*WORK ORDER:* Any image found in the entries is to be skipped; the rest is returned word for word.

Natural language region descriptions
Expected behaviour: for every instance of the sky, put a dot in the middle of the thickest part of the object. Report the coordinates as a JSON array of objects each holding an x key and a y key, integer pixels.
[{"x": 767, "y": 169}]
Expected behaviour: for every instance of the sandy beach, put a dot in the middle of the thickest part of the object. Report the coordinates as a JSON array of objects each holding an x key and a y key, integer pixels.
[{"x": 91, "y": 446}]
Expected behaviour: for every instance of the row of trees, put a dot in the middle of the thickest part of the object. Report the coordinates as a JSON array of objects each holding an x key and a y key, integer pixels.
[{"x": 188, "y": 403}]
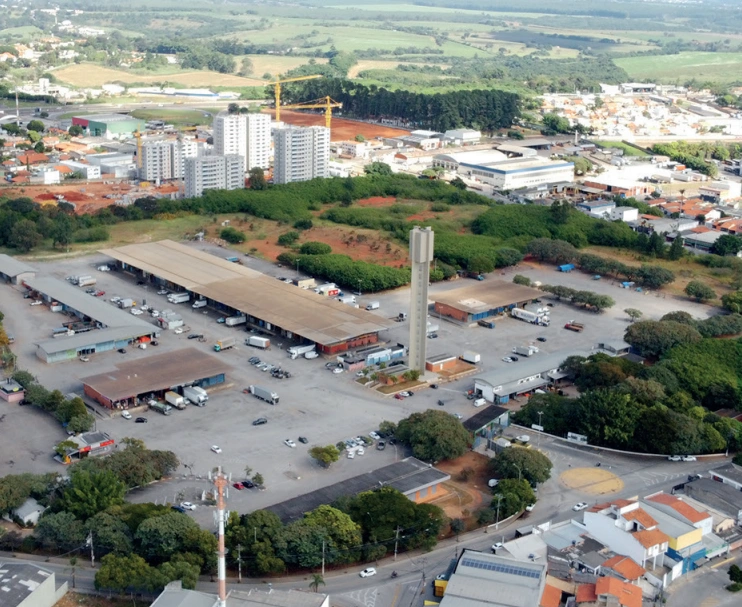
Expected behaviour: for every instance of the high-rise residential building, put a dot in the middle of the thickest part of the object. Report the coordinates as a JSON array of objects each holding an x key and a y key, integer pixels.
[
  {"x": 300, "y": 153},
  {"x": 258, "y": 141},
  {"x": 230, "y": 135},
  {"x": 213, "y": 173},
  {"x": 163, "y": 159}
]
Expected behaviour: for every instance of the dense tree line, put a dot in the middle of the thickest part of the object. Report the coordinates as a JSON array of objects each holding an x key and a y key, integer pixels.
[{"x": 488, "y": 110}]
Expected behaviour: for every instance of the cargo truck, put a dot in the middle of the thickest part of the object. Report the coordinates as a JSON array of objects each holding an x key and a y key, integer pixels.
[
  {"x": 233, "y": 321},
  {"x": 86, "y": 281},
  {"x": 178, "y": 297},
  {"x": 263, "y": 394},
  {"x": 297, "y": 351},
  {"x": 175, "y": 399},
  {"x": 224, "y": 344},
  {"x": 196, "y": 395},
  {"x": 471, "y": 357},
  {"x": 259, "y": 342},
  {"x": 160, "y": 407}
]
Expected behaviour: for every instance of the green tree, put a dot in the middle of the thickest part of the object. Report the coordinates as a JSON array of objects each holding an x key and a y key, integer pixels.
[
  {"x": 433, "y": 435},
  {"x": 257, "y": 179},
  {"x": 517, "y": 462},
  {"x": 92, "y": 492},
  {"x": 699, "y": 291},
  {"x": 326, "y": 456},
  {"x": 633, "y": 314}
]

*REPLY TO THE TASK:*
Expected behaviour: for every instance of the sky, put a dot in the middle of the thickest part of the object. Report the coordinates as a JSON array of objects each holding an x key and a y key, integer pixels.
[{"x": 767, "y": 169}]
Expected behaviour: for every instance of the sandy beach, put a dot in the middle of the thickest part of the object. Report the coordinates as a JSON array of objects each holding an x key and a y key, integer pixels.
[{"x": 91, "y": 446}]
Expected behaviour: for every instance of the row of trees, put a dot in the middle of the thickest part of the object. Report the coordinates as a JSON array of objects each holding an x key and a y key, integer pixels.
[{"x": 188, "y": 403}]
Expected behaviour: for every instance of the high-rise residential building, put a dot in the middle of the thickest part of the object. Report the coordinates as a JSON array of objects each holding an x key and a y key, integer pixels.
[
  {"x": 300, "y": 153},
  {"x": 258, "y": 141},
  {"x": 230, "y": 135},
  {"x": 213, "y": 173},
  {"x": 163, "y": 159}
]
Expected behaviour: for every instance of the dense tree line, put a dot in the middle of the thickest part of the object. Report the coordinates as a JSON array of objects each holding an x key and a y key, integer pixels.
[{"x": 488, "y": 110}]
Expected behaviour: for every instance of the cargo truck, put a dot in the middle of the thickest part of the object. Report the coordinates as a JSON array of objects each holding an x key and a y key, integer pixels.
[
  {"x": 233, "y": 321},
  {"x": 86, "y": 281},
  {"x": 178, "y": 297},
  {"x": 263, "y": 394},
  {"x": 297, "y": 351},
  {"x": 175, "y": 399},
  {"x": 224, "y": 344},
  {"x": 196, "y": 395},
  {"x": 471, "y": 357},
  {"x": 259, "y": 342},
  {"x": 160, "y": 407}
]
Expected behaviour: for every instance of the green tree, put a dot in the middle of the thickest part of the object. Report the coordinates as a JSON array of objects each holding an x key and a y key, integer pixels.
[
  {"x": 433, "y": 435},
  {"x": 257, "y": 179},
  {"x": 517, "y": 462},
  {"x": 92, "y": 492},
  {"x": 699, "y": 291},
  {"x": 326, "y": 456},
  {"x": 633, "y": 314}
]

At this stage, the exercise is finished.